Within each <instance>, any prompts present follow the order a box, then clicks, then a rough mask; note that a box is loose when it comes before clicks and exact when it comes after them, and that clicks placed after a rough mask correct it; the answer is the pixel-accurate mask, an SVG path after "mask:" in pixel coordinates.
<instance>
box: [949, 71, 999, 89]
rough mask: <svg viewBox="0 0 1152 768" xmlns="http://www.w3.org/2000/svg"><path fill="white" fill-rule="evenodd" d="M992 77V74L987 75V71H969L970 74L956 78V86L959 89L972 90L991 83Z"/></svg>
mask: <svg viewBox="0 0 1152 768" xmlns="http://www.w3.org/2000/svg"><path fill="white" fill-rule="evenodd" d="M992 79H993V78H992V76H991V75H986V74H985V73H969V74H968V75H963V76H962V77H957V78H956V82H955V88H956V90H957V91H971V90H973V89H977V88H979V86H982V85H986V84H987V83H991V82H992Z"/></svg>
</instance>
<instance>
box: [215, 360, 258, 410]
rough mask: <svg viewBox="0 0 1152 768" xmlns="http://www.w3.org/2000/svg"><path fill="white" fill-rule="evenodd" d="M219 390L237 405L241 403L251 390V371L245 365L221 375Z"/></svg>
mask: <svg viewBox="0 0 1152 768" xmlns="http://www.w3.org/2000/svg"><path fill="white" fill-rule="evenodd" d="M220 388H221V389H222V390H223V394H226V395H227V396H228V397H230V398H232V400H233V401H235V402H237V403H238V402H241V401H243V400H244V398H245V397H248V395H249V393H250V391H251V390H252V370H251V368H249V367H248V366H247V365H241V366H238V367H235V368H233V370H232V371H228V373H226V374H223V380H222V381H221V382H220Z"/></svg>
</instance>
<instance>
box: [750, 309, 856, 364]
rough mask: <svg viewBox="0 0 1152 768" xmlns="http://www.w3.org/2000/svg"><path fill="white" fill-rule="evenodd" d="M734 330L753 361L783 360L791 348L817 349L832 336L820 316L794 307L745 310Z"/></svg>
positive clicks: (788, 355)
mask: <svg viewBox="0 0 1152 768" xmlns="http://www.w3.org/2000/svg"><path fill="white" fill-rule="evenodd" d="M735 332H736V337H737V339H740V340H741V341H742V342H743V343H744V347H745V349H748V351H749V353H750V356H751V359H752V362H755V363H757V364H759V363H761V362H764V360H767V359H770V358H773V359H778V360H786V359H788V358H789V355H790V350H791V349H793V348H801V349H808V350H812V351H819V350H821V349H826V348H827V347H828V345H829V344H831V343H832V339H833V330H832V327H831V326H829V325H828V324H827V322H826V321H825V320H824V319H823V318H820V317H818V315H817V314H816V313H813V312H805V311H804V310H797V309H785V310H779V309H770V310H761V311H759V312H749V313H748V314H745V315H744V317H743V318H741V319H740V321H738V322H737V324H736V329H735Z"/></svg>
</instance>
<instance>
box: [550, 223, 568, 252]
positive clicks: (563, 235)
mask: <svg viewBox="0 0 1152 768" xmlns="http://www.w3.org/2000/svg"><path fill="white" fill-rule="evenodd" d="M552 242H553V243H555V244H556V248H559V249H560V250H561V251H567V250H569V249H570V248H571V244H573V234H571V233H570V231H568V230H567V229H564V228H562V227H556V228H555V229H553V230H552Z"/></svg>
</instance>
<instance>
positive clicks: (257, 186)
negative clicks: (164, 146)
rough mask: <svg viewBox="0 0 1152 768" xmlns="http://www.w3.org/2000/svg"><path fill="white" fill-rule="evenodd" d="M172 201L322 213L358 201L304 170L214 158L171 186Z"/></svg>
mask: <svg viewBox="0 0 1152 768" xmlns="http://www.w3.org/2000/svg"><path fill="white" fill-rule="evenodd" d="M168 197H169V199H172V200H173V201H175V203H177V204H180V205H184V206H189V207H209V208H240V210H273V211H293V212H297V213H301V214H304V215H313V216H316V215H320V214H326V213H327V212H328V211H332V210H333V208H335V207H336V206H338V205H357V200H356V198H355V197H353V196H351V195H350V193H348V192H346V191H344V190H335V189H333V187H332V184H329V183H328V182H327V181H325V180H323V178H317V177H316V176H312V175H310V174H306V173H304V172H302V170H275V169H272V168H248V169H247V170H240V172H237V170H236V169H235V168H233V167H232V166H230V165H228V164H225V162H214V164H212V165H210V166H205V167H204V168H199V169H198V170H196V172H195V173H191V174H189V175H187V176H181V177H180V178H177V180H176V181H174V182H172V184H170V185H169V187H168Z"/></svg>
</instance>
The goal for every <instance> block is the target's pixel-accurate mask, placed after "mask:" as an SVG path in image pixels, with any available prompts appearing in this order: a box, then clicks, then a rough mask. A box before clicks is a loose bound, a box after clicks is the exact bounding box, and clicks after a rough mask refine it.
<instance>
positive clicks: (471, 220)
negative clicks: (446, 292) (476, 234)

--------------------------------

## What you will do
Reproduce the entire listing above verbatim, from its first line to its last.

## Solution to this exercise
Within each <instance>, any prompts present follow the order a box, then clicks, then a rough mask; note that a box is loose when it comes before clicks and exact when it comes after them, and that clicks placed after a rough mask correct it; the answer is the pixel-accurate mask, an SVG path after "mask:" in pixel coordinates.
<instance>
box: [949, 71, 999, 89]
rough mask: <svg viewBox="0 0 1152 768" xmlns="http://www.w3.org/2000/svg"><path fill="white" fill-rule="evenodd" d="M992 77V74L987 75V71H969L970 74L956 78V86L959 89L972 90L991 83Z"/></svg>
mask: <svg viewBox="0 0 1152 768" xmlns="http://www.w3.org/2000/svg"><path fill="white" fill-rule="evenodd" d="M992 79H993V78H992V76H991V75H986V74H985V73H969V74H968V75H963V76H962V77H957V78H956V82H955V88H956V90H957V91H971V90H973V89H977V88H979V86H982V85H986V84H987V83H991V82H992Z"/></svg>
</instance>
<instance>
box: [215, 360, 258, 410]
rough mask: <svg viewBox="0 0 1152 768" xmlns="http://www.w3.org/2000/svg"><path fill="white" fill-rule="evenodd" d="M219 390L237 405L241 403L251 390V371L245 365L221 375Z"/></svg>
mask: <svg viewBox="0 0 1152 768" xmlns="http://www.w3.org/2000/svg"><path fill="white" fill-rule="evenodd" d="M220 388H221V389H222V390H223V394H226V395H227V396H228V397H230V398H232V400H233V401H235V402H237V403H238V402H241V401H243V400H244V398H245V397H248V395H249V393H250V391H251V390H252V370H251V368H249V367H248V366H247V365H241V366H238V367H235V368H233V370H232V371H228V373H226V374H223V380H222V381H221V382H220Z"/></svg>
</instance>
<instance>
box: [750, 309, 856, 364]
rough mask: <svg viewBox="0 0 1152 768" xmlns="http://www.w3.org/2000/svg"><path fill="white" fill-rule="evenodd" d="M734 330L753 361L783 360L791 348L817 349L832 336L820 316L794 307L745 310Z"/></svg>
positive clicks: (788, 355)
mask: <svg viewBox="0 0 1152 768" xmlns="http://www.w3.org/2000/svg"><path fill="white" fill-rule="evenodd" d="M735 332H736V337H737V339H740V340H741V341H742V342H743V343H744V347H745V349H748V351H749V353H750V356H751V359H752V362H755V363H757V364H759V363H761V362H764V360H767V359H770V358H773V359H778V360H786V359H788V358H789V355H790V350H791V349H793V348H801V349H808V350H812V351H819V350H821V349H826V348H827V347H828V345H829V344H831V343H832V339H833V330H832V327H831V326H829V325H828V324H827V322H826V321H825V320H824V319H823V318H820V317H818V315H817V314H816V313H813V312H805V311H804V310H797V309H785V310H779V309H770V310H761V311H759V312H749V313H748V314H745V315H744V317H743V318H741V319H740V321H738V322H737V324H736V329H735Z"/></svg>
</instance>
<instance>
box: [550, 223, 568, 252]
positive clicks: (563, 235)
mask: <svg viewBox="0 0 1152 768" xmlns="http://www.w3.org/2000/svg"><path fill="white" fill-rule="evenodd" d="M552 242H553V243H555V244H556V248H559V249H560V250H561V251H567V250H569V249H570V248H571V244H573V234H571V233H570V231H568V230H567V229H564V228H562V227H556V228H555V229H553V230H552Z"/></svg>
</instance>
<instance>
positive clicks: (257, 186)
negative clicks: (164, 146)
rough mask: <svg viewBox="0 0 1152 768" xmlns="http://www.w3.org/2000/svg"><path fill="white" fill-rule="evenodd" d="M172 201L322 213L358 201L304 170L214 158L171 186Z"/></svg>
mask: <svg viewBox="0 0 1152 768" xmlns="http://www.w3.org/2000/svg"><path fill="white" fill-rule="evenodd" d="M168 197H169V199H172V200H173V201H175V203H177V204H180V205H184V206H189V207H209V208H240V210H273V211H293V212H297V213H301V214H304V215H313V216H316V215H320V214H326V213H327V212H328V211H332V210H333V208H335V207H336V206H338V205H357V200H356V198H355V197H353V196H351V195H350V193H348V192H346V191H344V190H335V189H333V187H332V184H329V183H328V182H327V181H325V180H323V178H317V177H316V176H312V175H310V174H306V173H304V172H302V170H275V169H272V168H248V169H247V170H240V172H237V170H236V169H235V168H233V167H232V166H230V165H228V164H225V162H214V164H212V165H210V166H205V167H204V168H199V169H198V170H196V172H195V173H191V174H189V175H187V176H181V177H180V178H177V180H176V181H174V182H172V184H170V185H169V187H168Z"/></svg>
</instance>
The goal for every <instance> block is the target's pixel-accurate mask, placed after "mask:" as an SVG path in image pixels, with any available prompts appearing in this order: a box, then clicks, then a rough mask. A box before clicks is a loose bound, a box after clicks is the exact bounding box, and clicks after a rough mask refine it.
<instance>
positive clicks: (471, 220)
negative clicks: (446, 292) (476, 234)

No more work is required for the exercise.